Stated goal —
Reproduce the records from the line containing "point: upper floor" through the end of the records, both ends included, with "shrub" replaced by "bush" and everything else left unchanged. Return only those lines.

Task input —
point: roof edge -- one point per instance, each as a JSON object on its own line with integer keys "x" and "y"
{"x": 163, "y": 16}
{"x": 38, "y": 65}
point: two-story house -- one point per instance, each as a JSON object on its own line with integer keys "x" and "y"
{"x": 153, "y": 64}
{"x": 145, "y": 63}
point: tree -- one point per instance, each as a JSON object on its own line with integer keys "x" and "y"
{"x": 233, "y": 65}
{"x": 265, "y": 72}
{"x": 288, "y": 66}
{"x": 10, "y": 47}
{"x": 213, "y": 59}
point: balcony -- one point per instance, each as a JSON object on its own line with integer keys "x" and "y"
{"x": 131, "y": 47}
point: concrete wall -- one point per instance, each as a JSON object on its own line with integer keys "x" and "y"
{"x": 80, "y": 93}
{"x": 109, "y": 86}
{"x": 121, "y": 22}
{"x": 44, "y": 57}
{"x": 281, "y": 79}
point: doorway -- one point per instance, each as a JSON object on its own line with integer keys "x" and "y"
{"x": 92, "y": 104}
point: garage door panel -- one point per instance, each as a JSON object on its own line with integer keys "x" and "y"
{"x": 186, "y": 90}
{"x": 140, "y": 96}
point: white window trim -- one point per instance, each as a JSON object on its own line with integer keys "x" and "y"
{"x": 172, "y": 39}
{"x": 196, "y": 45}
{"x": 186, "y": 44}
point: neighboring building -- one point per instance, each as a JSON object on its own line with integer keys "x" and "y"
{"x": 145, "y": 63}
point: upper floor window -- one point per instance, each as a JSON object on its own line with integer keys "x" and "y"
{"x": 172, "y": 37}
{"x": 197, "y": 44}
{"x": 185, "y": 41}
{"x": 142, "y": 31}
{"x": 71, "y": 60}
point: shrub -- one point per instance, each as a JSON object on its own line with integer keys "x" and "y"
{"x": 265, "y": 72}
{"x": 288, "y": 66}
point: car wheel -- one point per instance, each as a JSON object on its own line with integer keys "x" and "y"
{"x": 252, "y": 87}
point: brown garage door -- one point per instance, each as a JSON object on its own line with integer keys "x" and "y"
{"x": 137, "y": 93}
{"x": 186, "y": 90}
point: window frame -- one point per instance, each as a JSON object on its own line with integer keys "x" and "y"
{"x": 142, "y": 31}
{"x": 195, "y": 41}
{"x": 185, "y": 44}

Response to the task —
point: upper floor window -- one point per instance, each as a JSON object on its own line with integer keys "x" and "y"
{"x": 172, "y": 37}
{"x": 197, "y": 44}
{"x": 185, "y": 41}
{"x": 142, "y": 31}
{"x": 71, "y": 60}
point: bush -- one point per instance, each as a JSON object on its own line with integer keys "x" and "y"
{"x": 265, "y": 72}
{"x": 288, "y": 66}
point: car wheel -- one point per instance, each as a JSON object on its own line with integer keys "x" and "y"
{"x": 252, "y": 87}
point: brown garage door -- one point per instance, each as a JSON object on its own line with integer keys "x" and "y"
{"x": 137, "y": 93}
{"x": 186, "y": 90}
point: window frame -- one point per instance, each as a JSON object on its own line with integer keys "x" and "y"
{"x": 142, "y": 31}
{"x": 195, "y": 41}
{"x": 185, "y": 44}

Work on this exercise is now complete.